### [TO BE DONE]
Please put the listing, from the line with "Tag every instance of the tall" through the end of the listing, into a two-column CSV with the columns input and output, giving one row for each tagging line and its answer. Wrap each field in double quotes and replace its line breaks with spaces.

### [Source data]
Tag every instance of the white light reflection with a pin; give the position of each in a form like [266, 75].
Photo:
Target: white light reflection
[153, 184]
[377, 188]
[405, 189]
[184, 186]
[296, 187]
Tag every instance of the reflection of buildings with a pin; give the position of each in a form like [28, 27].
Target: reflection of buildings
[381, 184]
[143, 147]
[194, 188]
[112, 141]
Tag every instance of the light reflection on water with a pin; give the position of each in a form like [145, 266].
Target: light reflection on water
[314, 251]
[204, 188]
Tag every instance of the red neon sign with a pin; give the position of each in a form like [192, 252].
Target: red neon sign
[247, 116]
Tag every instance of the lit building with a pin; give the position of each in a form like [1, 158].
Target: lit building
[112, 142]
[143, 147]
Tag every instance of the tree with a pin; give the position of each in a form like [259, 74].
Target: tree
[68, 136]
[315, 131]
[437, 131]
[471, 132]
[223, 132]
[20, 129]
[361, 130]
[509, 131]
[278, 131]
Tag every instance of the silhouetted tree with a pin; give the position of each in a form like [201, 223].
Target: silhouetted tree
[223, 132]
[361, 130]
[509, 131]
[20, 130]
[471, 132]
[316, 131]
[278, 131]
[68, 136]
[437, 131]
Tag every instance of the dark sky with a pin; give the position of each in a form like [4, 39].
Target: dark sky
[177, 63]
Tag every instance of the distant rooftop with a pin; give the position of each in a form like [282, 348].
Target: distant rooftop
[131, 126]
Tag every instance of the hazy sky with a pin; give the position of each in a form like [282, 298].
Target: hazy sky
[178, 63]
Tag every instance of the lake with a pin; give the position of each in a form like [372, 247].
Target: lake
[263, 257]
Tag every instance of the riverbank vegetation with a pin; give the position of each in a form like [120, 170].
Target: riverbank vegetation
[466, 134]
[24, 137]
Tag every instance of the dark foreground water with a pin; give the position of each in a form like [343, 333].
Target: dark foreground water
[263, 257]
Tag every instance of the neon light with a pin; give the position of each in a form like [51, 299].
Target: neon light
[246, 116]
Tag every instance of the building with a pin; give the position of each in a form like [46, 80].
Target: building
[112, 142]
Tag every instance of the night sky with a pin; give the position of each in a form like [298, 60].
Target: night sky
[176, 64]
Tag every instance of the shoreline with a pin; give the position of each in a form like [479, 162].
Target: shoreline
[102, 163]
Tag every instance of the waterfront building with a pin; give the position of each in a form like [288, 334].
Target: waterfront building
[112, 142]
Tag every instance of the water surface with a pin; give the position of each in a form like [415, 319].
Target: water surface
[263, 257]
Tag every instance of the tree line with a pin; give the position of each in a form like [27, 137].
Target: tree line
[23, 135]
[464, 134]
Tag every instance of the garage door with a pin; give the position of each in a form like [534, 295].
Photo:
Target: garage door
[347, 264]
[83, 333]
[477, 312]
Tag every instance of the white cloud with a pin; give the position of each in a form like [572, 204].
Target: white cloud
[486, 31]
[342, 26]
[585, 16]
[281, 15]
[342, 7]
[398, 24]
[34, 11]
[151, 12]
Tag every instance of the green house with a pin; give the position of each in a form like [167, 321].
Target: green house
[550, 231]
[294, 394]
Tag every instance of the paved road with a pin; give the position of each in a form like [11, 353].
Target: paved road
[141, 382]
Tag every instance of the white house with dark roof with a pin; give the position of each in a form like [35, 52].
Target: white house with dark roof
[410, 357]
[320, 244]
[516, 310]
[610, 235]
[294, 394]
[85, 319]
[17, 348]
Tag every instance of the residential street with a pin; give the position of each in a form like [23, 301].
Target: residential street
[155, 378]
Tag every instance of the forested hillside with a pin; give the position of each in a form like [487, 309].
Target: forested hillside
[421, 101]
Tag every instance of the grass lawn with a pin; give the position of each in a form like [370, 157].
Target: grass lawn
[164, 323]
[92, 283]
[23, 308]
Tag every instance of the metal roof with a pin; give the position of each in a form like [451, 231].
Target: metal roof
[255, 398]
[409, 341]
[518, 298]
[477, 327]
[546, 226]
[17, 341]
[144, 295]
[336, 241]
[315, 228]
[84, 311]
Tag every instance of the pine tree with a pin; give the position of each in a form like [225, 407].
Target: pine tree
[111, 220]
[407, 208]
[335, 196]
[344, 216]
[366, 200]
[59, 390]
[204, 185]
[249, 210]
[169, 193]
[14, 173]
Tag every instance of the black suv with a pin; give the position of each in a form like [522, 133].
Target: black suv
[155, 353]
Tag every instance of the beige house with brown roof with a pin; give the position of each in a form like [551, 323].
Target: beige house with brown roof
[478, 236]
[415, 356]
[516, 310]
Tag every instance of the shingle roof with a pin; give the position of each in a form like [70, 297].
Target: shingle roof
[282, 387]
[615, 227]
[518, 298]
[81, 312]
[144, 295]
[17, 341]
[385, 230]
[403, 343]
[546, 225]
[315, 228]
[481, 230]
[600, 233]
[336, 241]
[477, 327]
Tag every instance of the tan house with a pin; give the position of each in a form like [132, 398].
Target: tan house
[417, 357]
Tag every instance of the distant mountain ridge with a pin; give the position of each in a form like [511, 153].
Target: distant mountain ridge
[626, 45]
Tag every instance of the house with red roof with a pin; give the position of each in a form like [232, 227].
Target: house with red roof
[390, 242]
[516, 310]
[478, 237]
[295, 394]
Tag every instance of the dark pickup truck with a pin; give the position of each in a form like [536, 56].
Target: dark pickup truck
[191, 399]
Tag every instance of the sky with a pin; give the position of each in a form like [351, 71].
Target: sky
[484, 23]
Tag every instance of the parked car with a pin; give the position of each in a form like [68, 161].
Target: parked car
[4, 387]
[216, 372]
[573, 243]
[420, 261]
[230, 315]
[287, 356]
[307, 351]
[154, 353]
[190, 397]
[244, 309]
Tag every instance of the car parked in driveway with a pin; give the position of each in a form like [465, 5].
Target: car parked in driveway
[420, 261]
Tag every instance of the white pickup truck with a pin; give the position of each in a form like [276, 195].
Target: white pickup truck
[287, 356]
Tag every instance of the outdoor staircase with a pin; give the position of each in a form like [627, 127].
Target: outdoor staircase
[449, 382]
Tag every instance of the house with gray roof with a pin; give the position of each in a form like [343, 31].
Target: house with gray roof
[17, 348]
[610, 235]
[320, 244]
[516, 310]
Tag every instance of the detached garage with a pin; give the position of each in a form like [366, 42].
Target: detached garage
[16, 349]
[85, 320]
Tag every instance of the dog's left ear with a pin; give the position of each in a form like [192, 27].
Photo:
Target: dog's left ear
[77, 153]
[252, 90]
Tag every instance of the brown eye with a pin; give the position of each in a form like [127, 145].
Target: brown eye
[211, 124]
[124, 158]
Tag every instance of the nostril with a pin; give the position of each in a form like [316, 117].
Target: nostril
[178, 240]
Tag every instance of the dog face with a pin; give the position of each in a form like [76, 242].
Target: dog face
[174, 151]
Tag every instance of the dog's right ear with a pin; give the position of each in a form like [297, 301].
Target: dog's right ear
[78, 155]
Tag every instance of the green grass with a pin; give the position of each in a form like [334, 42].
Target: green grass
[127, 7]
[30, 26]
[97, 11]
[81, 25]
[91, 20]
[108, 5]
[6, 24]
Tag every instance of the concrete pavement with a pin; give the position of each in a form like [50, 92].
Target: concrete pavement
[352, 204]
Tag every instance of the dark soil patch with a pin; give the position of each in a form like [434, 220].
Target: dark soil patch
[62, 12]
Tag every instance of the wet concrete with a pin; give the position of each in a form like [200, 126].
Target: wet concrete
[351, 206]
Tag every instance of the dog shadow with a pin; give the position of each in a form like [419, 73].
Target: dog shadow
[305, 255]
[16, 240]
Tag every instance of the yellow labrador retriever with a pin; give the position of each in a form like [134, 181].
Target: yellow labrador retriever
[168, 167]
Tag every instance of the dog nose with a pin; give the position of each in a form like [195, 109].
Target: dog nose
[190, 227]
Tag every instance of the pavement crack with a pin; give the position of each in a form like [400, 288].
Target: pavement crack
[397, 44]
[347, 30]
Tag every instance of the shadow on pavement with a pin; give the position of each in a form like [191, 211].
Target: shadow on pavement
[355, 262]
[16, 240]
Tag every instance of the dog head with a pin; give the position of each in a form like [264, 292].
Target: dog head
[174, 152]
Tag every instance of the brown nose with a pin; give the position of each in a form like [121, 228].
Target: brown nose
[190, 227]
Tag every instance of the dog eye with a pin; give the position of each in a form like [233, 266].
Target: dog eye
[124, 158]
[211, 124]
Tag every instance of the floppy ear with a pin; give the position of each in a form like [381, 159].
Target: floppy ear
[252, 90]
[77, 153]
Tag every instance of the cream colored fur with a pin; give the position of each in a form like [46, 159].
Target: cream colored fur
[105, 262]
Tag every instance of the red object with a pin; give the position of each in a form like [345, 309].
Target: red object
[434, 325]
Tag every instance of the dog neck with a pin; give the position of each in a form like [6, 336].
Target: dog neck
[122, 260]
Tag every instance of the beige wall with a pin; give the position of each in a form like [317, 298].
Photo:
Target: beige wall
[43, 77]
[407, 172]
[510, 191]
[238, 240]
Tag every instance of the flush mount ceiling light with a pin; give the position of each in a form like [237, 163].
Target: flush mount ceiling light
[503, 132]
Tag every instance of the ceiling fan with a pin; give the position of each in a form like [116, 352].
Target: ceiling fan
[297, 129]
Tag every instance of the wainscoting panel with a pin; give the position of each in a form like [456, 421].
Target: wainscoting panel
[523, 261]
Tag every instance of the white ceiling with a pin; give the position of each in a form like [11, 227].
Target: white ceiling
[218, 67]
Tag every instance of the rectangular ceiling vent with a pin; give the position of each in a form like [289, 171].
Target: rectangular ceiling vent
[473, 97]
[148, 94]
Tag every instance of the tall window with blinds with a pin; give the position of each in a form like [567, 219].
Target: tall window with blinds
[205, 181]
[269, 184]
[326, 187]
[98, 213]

### [EXERCISE RESPONSE]
input,output
"Tag every instance of the tall window with blinds with a pin; give the position of each in a form like [567, 219]. Target: tall window with blinds","[205, 181] [269, 184] [326, 187] [98, 213]"